- TASK PROMPT: Your task is to transcribe the entries below exactly, beginning with the line containing "drop a point: the antenna" and ending with the final line, and to add nothing else.

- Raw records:
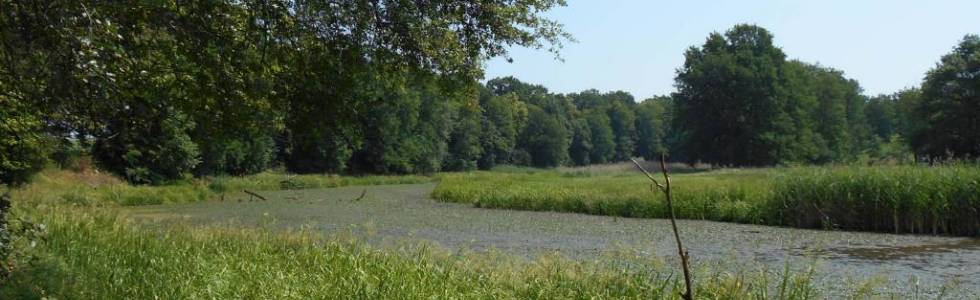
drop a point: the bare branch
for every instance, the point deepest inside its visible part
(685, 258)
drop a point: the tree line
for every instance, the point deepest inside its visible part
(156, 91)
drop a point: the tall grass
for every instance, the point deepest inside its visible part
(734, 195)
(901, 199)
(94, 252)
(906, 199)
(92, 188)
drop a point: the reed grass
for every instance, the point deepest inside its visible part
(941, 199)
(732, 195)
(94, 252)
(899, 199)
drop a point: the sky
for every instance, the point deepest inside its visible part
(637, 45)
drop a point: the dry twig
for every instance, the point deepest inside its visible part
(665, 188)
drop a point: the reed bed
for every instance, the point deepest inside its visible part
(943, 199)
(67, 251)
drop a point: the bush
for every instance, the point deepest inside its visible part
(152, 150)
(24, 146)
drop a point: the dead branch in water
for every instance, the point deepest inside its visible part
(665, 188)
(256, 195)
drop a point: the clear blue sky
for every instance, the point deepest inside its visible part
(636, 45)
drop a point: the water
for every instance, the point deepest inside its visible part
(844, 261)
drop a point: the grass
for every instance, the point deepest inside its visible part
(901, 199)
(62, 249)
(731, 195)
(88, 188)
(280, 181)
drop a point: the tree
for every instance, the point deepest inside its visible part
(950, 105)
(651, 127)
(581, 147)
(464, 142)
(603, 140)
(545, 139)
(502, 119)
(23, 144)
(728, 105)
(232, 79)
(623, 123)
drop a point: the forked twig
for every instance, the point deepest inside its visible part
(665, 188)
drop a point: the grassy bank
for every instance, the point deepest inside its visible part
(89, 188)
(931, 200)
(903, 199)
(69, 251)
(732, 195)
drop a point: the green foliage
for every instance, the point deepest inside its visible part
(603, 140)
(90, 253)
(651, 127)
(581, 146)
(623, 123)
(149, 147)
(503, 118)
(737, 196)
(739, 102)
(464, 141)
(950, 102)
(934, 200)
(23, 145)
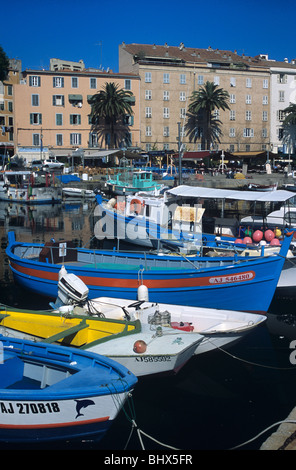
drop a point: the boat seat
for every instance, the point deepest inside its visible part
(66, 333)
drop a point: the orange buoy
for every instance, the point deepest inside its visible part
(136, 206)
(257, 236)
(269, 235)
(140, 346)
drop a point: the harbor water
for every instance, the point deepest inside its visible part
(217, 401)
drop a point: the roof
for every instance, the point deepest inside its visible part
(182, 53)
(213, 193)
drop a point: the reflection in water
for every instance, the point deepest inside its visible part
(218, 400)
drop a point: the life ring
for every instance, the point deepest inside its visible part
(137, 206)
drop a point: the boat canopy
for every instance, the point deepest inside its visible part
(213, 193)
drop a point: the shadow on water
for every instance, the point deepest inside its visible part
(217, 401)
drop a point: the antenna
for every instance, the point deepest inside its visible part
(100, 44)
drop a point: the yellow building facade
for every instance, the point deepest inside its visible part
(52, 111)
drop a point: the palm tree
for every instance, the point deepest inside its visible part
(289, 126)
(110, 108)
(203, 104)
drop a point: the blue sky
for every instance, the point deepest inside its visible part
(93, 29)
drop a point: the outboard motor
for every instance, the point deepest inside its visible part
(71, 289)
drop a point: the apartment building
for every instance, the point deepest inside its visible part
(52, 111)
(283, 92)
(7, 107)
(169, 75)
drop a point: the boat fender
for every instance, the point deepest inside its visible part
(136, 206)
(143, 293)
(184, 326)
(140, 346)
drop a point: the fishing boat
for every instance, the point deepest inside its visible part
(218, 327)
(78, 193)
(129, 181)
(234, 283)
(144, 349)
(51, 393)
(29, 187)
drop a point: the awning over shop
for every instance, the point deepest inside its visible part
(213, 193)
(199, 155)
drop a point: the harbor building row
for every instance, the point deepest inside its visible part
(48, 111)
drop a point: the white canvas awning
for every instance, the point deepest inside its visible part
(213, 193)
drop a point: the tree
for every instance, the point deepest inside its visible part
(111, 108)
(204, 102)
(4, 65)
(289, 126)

- RESPONSE TO THIS TASK:
drop a point: the antenna
for every instance, the point deepest inside its visible part
(100, 44)
drop a point: the yellow building facade
for every instance, the point deepest inside its visible part
(52, 111)
drop a point: the palm tree
for every instance, the point deepest inside its visible part
(289, 126)
(110, 108)
(203, 104)
drop a point: the blue sky
for every instance, the point deepest inside its visible part
(93, 29)
drop a point: the outboard motor
for every instance, the point deepest inside its visible part
(71, 289)
drop a point: the apartment building
for every instance, the point deepest inside its visible part
(52, 111)
(283, 92)
(7, 107)
(169, 75)
drop a point: the boat fender
for every instance, the point deepest inside its visible part
(136, 206)
(143, 293)
(184, 326)
(140, 346)
drop a point: the fishing boat
for every instance, the point deepest inside its visible part
(218, 327)
(78, 193)
(129, 181)
(234, 283)
(144, 349)
(51, 393)
(29, 187)
drop a point: the awning over shop
for every instance, the point deepest inside its visible part
(213, 193)
(199, 155)
drop a point: the harbor building row
for every instance, the point deepest inside its visible part
(48, 111)
drop a point: the white canvas awning
for every instance, the point deepest inside its visible part
(213, 193)
drop a point: the tree
for every instance, the point deepest inside its visible part
(111, 108)
(204, 102)
(4, 65)
(289, 126)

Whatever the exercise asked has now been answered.